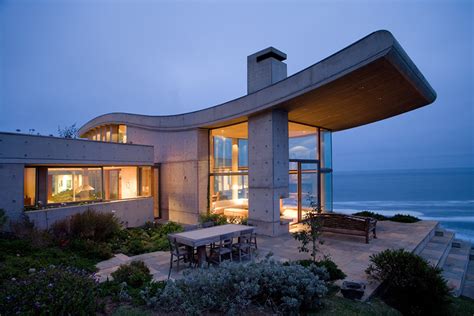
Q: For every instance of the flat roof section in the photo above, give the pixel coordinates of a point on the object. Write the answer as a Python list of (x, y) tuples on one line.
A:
[(370, 80)]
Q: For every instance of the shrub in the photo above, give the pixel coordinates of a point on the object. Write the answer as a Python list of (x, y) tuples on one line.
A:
[(412, 285), (404, 218), (376, 216), (51, 291), (333, 271), (3, 218), (94, 225), (135, 274), (231, 288)]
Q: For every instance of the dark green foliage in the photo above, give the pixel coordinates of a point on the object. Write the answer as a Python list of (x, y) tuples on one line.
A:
[(50, 291), (237, 288), (217, 219), (377, 216), (331, 267), (401, 218), (17, 256), (311, 232), (94, 225), (151, 237), (404, 218), (136, 274), (3, 218), (411, 284)]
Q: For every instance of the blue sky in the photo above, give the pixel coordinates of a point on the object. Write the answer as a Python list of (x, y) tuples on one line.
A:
[(65, 62)]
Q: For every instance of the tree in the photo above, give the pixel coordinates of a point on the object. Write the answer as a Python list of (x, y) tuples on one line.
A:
[(309, 235), (68, 131)]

---

◆ WORK ORDER
Print all of the entries word for word. Skip any images they contain.

◆ TASK OUTPUT
Q: For every instance of the flat roof section in the photo above, give the pixel coordinates of a point on the object. Write the answer as a Python list of (x, y) tuples on one line.
A:
[(370, 80)]
Q: For every instance of the shrub in the photo above, give the pixel coordinates of a point on the object. Write the answer as a Python list of (x, y) tuples on one line.
A:
[(412, 285), (404, 218), (376, 216), (51, 291), (333, 271), (3, 218), (94, 225), (135, 274), (231, 288)]
Q: For every instance of the dark green foliage in the photo above, give the pixel coordinates of a point on the object. Write the answer as a Python list of (x, y) tuples on one line.
A:
[(50, 291), (237, 288), (217, 219), (377, 216), (331, 267), (401, 218), (17, 256), (311, 232), (94, 225), (151, 237), (404, 218), (136, 274), (3, 218), (411, 284)]
Q: For every instance of the blue sky in the photo above, give the pixel coordinates of a point on the object. Write the answer as a Python list of (x, y) tuples on one line.
A:
[(65, 62)]
Q: For every instance of the tree in the photo above, give the pixel coordinates of a point on the object. Write the answer as a Python list of (x, y) tuples on one line.
A:
[(309, 235), (68, 131)]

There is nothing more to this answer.